═══ PASSAGE

In a letter to shareholders released after the market closed yesterday, Apple (AAPL) CEO Tim Cook surprised the market by stating the company is lowering its financial guidance for its December quarter. The company now expects revenue to come in at $84 billion for the December quarter. Previously, Apple’s revenue guidance was $89 billion to $93 billion and analysts were estimating $91.3 billion, on average. This news was disappointing and a shock to many investors and the stock sold off almost 10% today. Given this volatility, we wanted to provide our clients with an in depth look into Apple’s real numbers and discuss some of the headwinds that Cook cited in his letter in more detail.
Tim Cook cited both macroeconomic and Apple-specific factors as the leading causes of this lowered guidance. Not surprising, the primary macroeconomic headwind that Tim Cook mentioned was the slowdown in China. Cook mentioned China 11 times in his letter as he clearly wanted to make the point that most of this lowered guidance stems from the China/U.S. trade tensions. Cook did not provide too many details on the Apple-specific issues, but we can deduce that the Apple-specific issues are really just the slowdown in iPhone unit sales.
Most analysts have known for some time that iPhone sales growth was starting to slow down in developed markets. Apple also clearly noticed this trend and has been attempting to move analysts away from valuing the company strictly on iPhone unit sales and towards overall earnings and revenue growth. Apple took this a step further when they announced that they will no longer be reporting total iPhone unit sales in their earnings releases going forward. This was always going to be a choppy process and the timing could not have been worse for Apple.
In Cook’s letter, he stated that “lower than anticipated iPhone revenue, primarily in Greater China, accounts for all of the revenue shortfall in our guidance and for much more than our entire year-over-year revenue decline.” In an exclusive interview with CNBC, he stated that Apple saw economic growth in China decline more than expected in the second half of the year. The company also pointed to the trade tensions between the U.S. and China as something that put additional pressure on the economy.
While he did not come out and say this outright, Tim Cook did allude to some Chinese consumers boycotting Apple products due to the trade war with the U.S. Simply put, some people are not purchasing Apple products simply because it is an American company. The recent arrest of the Huawei CFO may have helped stoke the fire for Chinese citizens and caused them to boycott Huawei’s largest U.S. competitor, Apple. The Chinese government has been very careful to state that they are not calling for any type of boycotts for any U.S. companies because this would give the U.S. a stronger position at the negotiating table. The Chinese absolutely do not want President Trump to call for a boycott of Chinese products. This could be very devastating for the Chinese economy and the companies in China that sell most of their products to the U.S. Our expectation is that there is some truth to this as we have seen evidence of anti-U.S. sentiment picking up over the last few months. We anticipate that this will be a temporary theme that should dissipate over time as trade tensions ease.

══════
═══ RECORD LIST

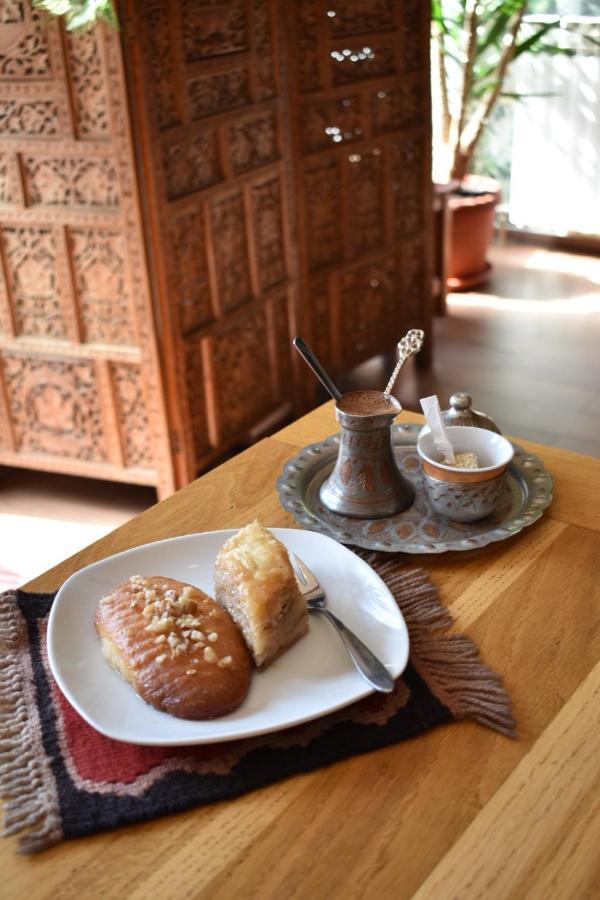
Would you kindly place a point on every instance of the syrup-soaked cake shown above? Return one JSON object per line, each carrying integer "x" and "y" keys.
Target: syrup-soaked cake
{"x": 255, "y": 583}
{"x": 179, "y": 650}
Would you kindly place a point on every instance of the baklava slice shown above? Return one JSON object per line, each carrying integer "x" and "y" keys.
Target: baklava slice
{"x": 255, "y": 583}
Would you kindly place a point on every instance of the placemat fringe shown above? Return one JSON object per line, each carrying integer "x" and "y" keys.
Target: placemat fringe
{"x": 29, "y": 802}
{"x": 450, "y": 664}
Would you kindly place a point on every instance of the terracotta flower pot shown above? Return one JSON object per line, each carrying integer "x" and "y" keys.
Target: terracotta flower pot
{"x": 471, "y": 229}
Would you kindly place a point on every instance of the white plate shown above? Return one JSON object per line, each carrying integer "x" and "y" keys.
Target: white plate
{"x": 314, "y": 677}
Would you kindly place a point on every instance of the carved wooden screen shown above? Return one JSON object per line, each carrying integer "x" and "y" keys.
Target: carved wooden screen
{"x": 207, "y": 95}
{"x": 80, "y": 387}
{"x": 281, "y": 162}
{"x": 359, "y": 101}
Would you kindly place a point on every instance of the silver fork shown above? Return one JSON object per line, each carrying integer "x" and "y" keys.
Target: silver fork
{"x": 371, "y": 668}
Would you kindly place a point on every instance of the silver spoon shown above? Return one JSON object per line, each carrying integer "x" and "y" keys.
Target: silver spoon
{"x": 410, "y": 344}
{"x": 369, "y": 666}
{"x": 310, "y": 358}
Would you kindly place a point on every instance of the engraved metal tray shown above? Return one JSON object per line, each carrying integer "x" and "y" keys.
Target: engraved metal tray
{"x": 527, "y": 494}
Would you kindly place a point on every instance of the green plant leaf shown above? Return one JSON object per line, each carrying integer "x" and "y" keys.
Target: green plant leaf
{"x": 529, "y": 43}
{"x": 80, "y": 13}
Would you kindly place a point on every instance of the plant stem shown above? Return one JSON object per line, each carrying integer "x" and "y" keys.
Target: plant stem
{"x": 474, "y": 128}
{"x": 443, "y": 84}
{"x": 470, "y": 31}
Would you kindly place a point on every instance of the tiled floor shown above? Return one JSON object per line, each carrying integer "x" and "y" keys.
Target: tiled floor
{"x": 525, "y": 346}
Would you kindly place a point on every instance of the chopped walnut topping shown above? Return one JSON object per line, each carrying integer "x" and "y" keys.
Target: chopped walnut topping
{"x": 188, "y": 621}
{"x": 160, "y": 626}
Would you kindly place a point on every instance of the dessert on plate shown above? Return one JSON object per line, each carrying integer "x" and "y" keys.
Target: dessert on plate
{"x": 255, "y": 583}
{"x": 179, "y": 650}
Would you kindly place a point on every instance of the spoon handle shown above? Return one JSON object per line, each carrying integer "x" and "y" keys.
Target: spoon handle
{"x": 371, "y": 668}
{"x": 310, "y": 358}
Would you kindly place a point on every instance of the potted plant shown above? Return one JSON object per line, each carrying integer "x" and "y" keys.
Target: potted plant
{"x": 474, "y": 43}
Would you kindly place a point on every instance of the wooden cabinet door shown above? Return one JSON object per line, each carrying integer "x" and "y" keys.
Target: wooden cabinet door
{"x": 359, "y": 108}
{"x": 208, "y": 103}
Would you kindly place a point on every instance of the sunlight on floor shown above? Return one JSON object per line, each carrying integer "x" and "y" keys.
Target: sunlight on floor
{"x": 31, "y": 544}
{"x": 585, "y": 305}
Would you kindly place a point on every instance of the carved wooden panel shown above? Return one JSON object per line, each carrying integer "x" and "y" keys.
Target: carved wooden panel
{"x": 213, "y": 139}
{"x": 80, "y": 383}
{"x": 359, "y": 105}
{"x": 55, "y": 407}
{"x": 282, "y": 165}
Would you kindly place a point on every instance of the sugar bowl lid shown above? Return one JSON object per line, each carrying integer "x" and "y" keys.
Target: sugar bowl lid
{"x": 462, "y": 413}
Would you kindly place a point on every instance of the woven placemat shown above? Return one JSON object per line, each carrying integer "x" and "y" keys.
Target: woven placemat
{"x": 59, "y": 778}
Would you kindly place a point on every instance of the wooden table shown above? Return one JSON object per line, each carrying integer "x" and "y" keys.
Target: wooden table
{"x": 459, "y": 812}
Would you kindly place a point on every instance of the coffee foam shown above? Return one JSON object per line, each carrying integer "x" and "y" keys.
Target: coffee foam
{"x": 368, "y": 403}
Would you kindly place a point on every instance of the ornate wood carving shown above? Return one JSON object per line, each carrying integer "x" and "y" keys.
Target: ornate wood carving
{"x": 132, "y": 410}
{"x": 359, "y": 105}
{"x": 102, "y": 284}
{"x": 90, "y": 98}
{"x": 283, "y": 166}
{"x": 30, "y": 259}
{"x": 54, "y": 406}
{"x": 74, "y": 303}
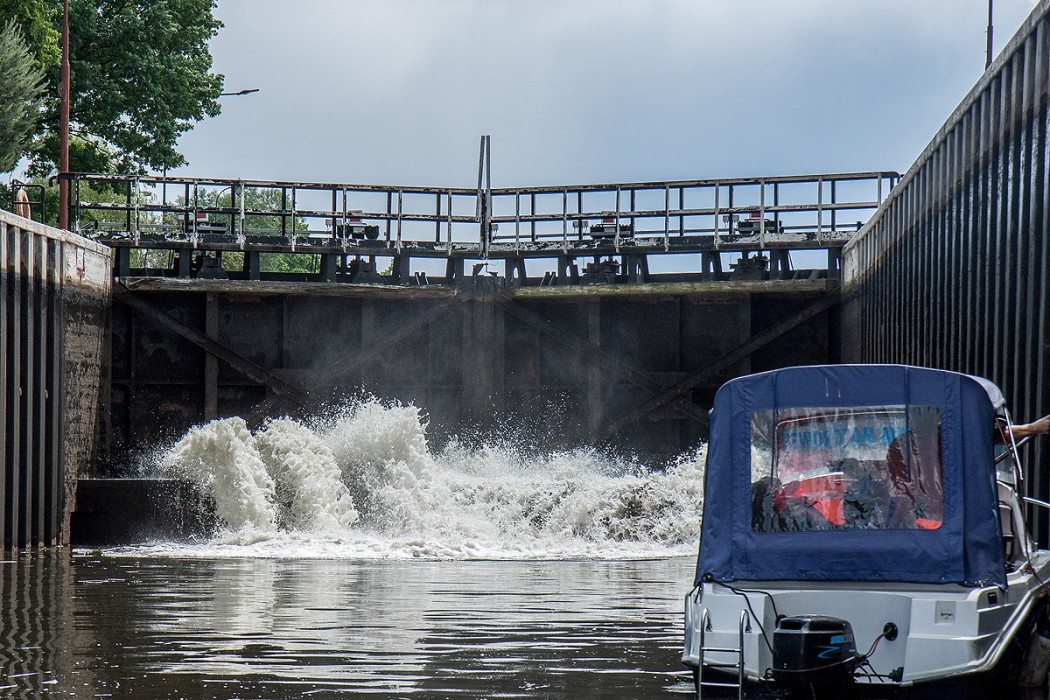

══════

**WORK TO COMPLETE**
1. Translate this sentence from the article on Apple's lowered guidance into Spanish: "The company now expects revenue to come in at $84 billion for the December quarter."
2. Answer these questions from the article on Apple's lowered guidance:
(a) How many times did Cook mention China in his letter?
(b) What December-quarter revenue were analysts estimating on average?
(c) Whose CFO's arrest does the article say may have stoked Chinese boycotts of Apple?

**SOLUTIONS BELOW**
1. La empresa ahora prevé que los ingresos alcancen los 84.000 millones de dólares en el trimestre de diciembre.

2.
(a) 11 times
(b) $91.3 billion
(c) Huawei's